*** Begin section ***
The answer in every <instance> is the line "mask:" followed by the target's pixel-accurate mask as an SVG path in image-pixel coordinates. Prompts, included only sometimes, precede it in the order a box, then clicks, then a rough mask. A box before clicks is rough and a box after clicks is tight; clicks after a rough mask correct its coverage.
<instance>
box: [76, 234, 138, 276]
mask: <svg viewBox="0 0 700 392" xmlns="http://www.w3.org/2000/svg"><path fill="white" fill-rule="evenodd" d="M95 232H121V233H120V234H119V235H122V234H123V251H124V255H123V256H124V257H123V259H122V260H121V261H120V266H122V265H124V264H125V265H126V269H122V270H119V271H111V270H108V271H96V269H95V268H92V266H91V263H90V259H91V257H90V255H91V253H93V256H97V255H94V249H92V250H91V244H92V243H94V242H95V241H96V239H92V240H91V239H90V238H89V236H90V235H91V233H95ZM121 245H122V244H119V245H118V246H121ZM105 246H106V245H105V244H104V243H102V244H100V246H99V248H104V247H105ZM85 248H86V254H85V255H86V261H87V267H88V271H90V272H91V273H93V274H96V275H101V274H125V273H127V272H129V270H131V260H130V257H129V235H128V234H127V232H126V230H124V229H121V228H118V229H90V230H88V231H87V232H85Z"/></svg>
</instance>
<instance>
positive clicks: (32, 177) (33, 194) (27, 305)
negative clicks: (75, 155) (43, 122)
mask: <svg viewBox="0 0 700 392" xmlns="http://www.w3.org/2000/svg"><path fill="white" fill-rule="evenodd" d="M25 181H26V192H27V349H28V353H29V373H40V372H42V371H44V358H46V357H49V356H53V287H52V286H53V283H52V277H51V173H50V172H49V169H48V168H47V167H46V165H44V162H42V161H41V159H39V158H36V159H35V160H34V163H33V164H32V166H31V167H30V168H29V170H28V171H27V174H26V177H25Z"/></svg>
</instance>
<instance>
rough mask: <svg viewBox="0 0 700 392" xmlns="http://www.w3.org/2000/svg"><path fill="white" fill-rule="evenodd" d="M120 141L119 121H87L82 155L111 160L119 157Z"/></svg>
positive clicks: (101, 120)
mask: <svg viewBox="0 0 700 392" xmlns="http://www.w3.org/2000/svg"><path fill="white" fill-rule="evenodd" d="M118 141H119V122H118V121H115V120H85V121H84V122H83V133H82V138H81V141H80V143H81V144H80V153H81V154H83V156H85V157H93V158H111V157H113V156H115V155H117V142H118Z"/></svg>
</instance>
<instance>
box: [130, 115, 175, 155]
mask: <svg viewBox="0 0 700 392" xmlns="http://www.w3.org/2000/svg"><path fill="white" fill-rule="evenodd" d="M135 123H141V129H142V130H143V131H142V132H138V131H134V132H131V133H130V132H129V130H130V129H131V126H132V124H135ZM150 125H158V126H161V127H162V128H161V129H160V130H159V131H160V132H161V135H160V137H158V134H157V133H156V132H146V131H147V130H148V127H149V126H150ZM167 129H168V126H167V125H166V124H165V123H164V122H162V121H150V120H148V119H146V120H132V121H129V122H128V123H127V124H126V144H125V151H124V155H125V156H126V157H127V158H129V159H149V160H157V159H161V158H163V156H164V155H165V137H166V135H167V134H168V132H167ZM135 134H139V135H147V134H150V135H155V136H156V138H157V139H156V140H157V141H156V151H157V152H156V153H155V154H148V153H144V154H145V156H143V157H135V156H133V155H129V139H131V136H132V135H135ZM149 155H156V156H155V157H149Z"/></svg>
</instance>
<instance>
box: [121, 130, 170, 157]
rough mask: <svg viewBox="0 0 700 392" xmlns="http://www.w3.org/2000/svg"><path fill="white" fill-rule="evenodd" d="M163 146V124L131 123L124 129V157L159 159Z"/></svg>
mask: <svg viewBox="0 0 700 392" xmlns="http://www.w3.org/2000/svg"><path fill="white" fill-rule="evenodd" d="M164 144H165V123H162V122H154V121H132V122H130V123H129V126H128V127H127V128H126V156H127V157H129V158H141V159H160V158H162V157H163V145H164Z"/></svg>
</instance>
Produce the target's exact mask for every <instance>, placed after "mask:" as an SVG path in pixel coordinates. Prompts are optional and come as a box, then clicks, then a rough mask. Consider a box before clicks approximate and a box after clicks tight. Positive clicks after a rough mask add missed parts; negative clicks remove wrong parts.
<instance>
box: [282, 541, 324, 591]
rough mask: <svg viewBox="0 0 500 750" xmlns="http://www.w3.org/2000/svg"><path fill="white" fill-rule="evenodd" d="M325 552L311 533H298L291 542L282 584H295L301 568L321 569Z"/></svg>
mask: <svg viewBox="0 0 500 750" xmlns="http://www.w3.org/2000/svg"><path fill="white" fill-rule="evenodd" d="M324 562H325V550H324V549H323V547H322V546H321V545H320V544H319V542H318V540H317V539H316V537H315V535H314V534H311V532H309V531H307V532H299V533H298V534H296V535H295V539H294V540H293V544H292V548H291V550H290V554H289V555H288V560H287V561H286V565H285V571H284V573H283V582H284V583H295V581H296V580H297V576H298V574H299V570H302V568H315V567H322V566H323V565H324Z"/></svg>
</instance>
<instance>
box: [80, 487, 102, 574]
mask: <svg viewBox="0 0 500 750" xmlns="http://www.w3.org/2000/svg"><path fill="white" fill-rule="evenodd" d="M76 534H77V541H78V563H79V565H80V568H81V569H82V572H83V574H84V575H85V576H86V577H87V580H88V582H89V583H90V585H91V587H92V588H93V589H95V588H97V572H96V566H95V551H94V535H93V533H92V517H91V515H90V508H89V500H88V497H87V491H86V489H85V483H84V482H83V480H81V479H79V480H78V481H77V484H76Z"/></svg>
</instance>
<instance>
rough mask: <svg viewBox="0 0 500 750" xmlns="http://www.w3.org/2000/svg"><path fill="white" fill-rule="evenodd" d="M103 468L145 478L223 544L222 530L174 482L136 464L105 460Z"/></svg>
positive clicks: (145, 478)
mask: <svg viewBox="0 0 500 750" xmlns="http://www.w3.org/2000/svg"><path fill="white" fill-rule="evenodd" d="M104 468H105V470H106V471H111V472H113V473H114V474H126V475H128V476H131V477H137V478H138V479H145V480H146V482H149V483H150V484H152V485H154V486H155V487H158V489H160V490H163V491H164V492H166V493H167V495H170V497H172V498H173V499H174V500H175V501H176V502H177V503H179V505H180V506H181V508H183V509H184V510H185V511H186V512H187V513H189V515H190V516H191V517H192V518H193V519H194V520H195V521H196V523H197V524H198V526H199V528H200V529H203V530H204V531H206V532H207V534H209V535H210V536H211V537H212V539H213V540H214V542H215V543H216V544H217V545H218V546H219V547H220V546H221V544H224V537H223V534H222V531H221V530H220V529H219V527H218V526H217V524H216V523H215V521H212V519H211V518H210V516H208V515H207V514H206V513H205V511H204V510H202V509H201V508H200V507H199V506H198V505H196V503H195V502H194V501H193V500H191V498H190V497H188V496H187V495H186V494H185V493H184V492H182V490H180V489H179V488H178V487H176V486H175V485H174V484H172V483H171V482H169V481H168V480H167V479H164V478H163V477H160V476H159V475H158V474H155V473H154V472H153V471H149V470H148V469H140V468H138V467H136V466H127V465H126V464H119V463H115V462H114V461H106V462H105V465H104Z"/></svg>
*** End section ***
→ Task: Retype the listing above, exactly and in full.

→ Result for this exercise:
The answer in every <instance> is the line "mask:" followed by the target's pixel-accurate mask as an SVG path in image-pixel coordinates. Prompts, included only sometimes, precede it in the order a box, then clicks, then a rough mask. A box before clicks is rough and a box after clicks is tight; clicks after a rough mask correct its coverage.
<instance>
box: [76, 234, 138, 276]
mask: <svg viewBox="0 0 700 392" xmlns="http://www.w3.org/2000/svg"><path fill="white" fill-rule="evenodd" d="M95 232H121V233H120V234H119V235H122V234H123V251H124V255H123V256H124V257H123V259H122V260H121V261H120V266H122V265H124V264H125V265H126V269H122V270H119V271H111V270H108V271H96V269H95V268H92V266H91V263H90V259H91V257H90V255H91V253H93V256H97V255H94V249H92V250H91V244H92V243H94V242H95V241H96V239H92V240H91V239H90V238H89V236H90V235H91V233H95ZM121 245H122V244H119V245H118V246H121ZM105 246H106V245H105V244H104V243H102V244H100V246H99V248H104V247H105ZM85 248H86V254H85V255H86V261H87V267H88V271H90V272H91V273H93V274H96V275H101V274H125V273H127V272H129V270H131V260H130V257H129V235H128V234H127V232H126V230H124V229H121V228H118V229H90V230H88V231H87V232H85Z"/></svg>
</instance>
<instance>
positive clicks: (32, 177) (33, 194) (27, 305)
negative clicks: (75, 155) (43, 122)
mask: <svg viewBox="0 0 700 392" xmlns="http://www.w3.org/2000/svg"><path fill="white" fill-rule="evenodd" d="M25 181H26V192H27V349H28V353H29V373H40V372H42V371H44V358H46V357H49V356H53V287H52V286H53V283H52V277H51V173H50V172H49V169H48V168H47V167H46V165H44V162H42V161H41V159H39V158H36V159H35V160H34V163H33V164H32V166H31V167H30V168H29V170H28V171H27V174H26V177H25Z"/></svg>
</instance>
<instance>
rough mask: <svg viewBox="0 0 700 392" xmlns="http://www.w3.org/2000/svg"><path fill="white" fill-rule="evenodd" d="M120 141L119 121H87L82 155L111 160L119 157Z"/></svg>
positive clicks: (101, 120)
mask: <svg viewBox="0 0 700 392" xmlns="http://www.w3.org/2000/svg"><path fill="white" fill-rule="evenodd" d="M118 141H119V122H118V121H115V120H85V121H84V122H83V133H82V138H81V141H80V143H81V144H80V153H81V154H83V156H85V157H93V158H111V157H113V156H115V155H117V142H118Z"/></svg>
</instance>
<instance>
box: [130, 115, 175, 155]
mask: <svg viewBox="0 0 700 392" xmlns="http://www.w3.org/2000/svg"><path fill="white" fill-rule="evenodd" d="M135 123H141V129H142V130H143V131H142V132H138V131H134V132H131V133H130V132H129V130H130V129H131V126H132V124H135ZM150 125H158V126H161V127H162V128H161V129H160V130H159V131H160V132H161V135H160V137H158V134H157V133H156V132H146V131H147V130H148V127H149V126H150ZM167 129H168V126H167V125H166V124H165V123H164V122H162V121H150V120H148V119H146V120H132V121H129V122H128V123H127V124H126V144H125V151H124V155H125V156H126V157H127V158H129V159H149V160H157V159H161V158H163V156H164V155H165V137H166V135H167V134H168V132H167ZM135 134H139V135H147V134H150V135H155V136H156V138H157V139H156V140H157V141H156V151H157V152H156V153H155V154H148V153H144V154H145V156H143V157H135V156H133V155H129V139H131V136H132V135H135ZM149 155H156V156H155V157H149Z"/></svg>
</instance>
<instance>
box: [121, 130, 170, 157]
rough mask: <svg viewBox="0 0 700 392" xmlns="http://www.w3.org/2000/svg"><path fill="white" fill-rule="evenodd" d="M163 146V124L131 123L124 129V157L159 159Z"/></svg>
mask: <svg viewBox="0 0 700 392" xmlns="http://www.w3.org/2000/svg"><path fill="white" fill-rule="evenodd" d="M164 144H165V123H162V122H154V121H132V122H130V123H129V126H128V127H127V128H126V156H127V157H129V158H141V159H160V158H162V157H163V145H164Z"/></svg>
</instance>
Produce the target's exact mask for every <instance>, placed after "mask:" as an SVG path in pixel coordinates. Prompts are optional and come as a box, then clicks, then a rough mask. Consider a box before clicks approximate and a box after clicks tight. Positive clicks after a rough mask add missed parts; negative clicks remove wrong parts.
<instance>
box: [282, 541, 324, 591]
rough mask: <svg viewBox="0 0 500 750" xmlns="http://www.w3.org/2000/svg"><path fill="white" fill-rule="evenodd" d="M325 552L311 533H298L291 542L282 584H295L301 568L321 569Z"/></svg>
mask: <svg viewBox="0 0 500 750" xmlns="http://www.w3.org/2000/svg"><path fill="white" fill-rule="evenodd" d="M324 562H325V550H324V549H323V547H322V546H321V545H320V544H319V542H318V540H317V539H316V537H315V535H314V534H311V532H309V531H307V532H299V533H298V534H296V535H295V539H294V540H293V544H292V548H291V550H290V554H289V555H288V560H287V561H286V565H285V571H284V573H283V582H284V583H295V581H296V580H297V576H298V574H299V570H302V568H315V567H322V566H323V565H324Z"/></svg>
</instance>
<instance>
box: [80, 487, 102, 574]
mask: <svg viewBox="0 0 500 750" xmlns="http://www.w3.org/2000/svg"><path fill="white" fill-rule="evenodd" d="M76 534H77V541H78V563H79V565H80V568H81V569H82V572H83V574H84V575H85V576H86V577H87V580H88V582H89V583H90V585H91V587H92V588H93V589H95V588H97V572H96V566H95V551H94V535H93V533H92V517H91V515H90V508H89V500H88V497H87V491H86V489H85V483H84V482H83V480H81V479H79V480H78V481H77V484H76Z"/></svg>
</instance>
<instance>
rough mask: <svg viewBox="0 0 500 750" xmlns="http://www.w3.org/2000/svg"><path fill="white" fill-rule="evenodd" d="M103 468L145 478L223 544L222 530L174 482L136 464L105 460Z"/></svg>
positive clicks: (145, 478)
mask: <svg viewBox="0 0 500 750" xmlns="http://www.w3.org/2000/svg"><path fill="white" fill-rule="evenodd" d="M104 468H105V470H106V471H111V472H113V473H114V474H126V475H128V476H131V477H137V478H138V479H145V480H146V482H149V483H150V484H152V485H154V486H155V487H158V489H160V490H163V491H164V492H166V493H167V495H170V497H172V498H173V499H174V500H175V501H176V502H177V503H179V505H180V506H181V508H183V509H184V510H185V511H186V512H187V513H189V515H190V516H191V517H192V518H193V519H194V520H195V521H196V523H197V524H198V526H199V528H200V529H203V530H204V531H206V532H207V534H209V535H210V536H211V537H212V539H213V540H214V542H215V543H216V544H217V545H218V546H219V547H220V546H221V544H224V537H223V534H222V531H221V530H220V529H219V527H218V526H217V524H216V523H215V521H212V519H211V518H210V516H208V515H207V514H206V513H205V511H204V510H202V509H201V508H200V507H199V506H198V505H196V503H195V502H194V501H193V500H191V498H190V497H188V496H187V495H186V494H185V493H184V492H182V490H180V489H179V488H178V487H176V486H175V485H174V484H172V483H171V482H169V481H168V480H167V479H164V478H163V477H160V476H159V475H158V474H155V473H154V472H153V471H149V470H148V469H140V468H138V467H136V466H127V465H126V464H119V463H115V462H114V461H106V462H105V465H104Z"/></svg>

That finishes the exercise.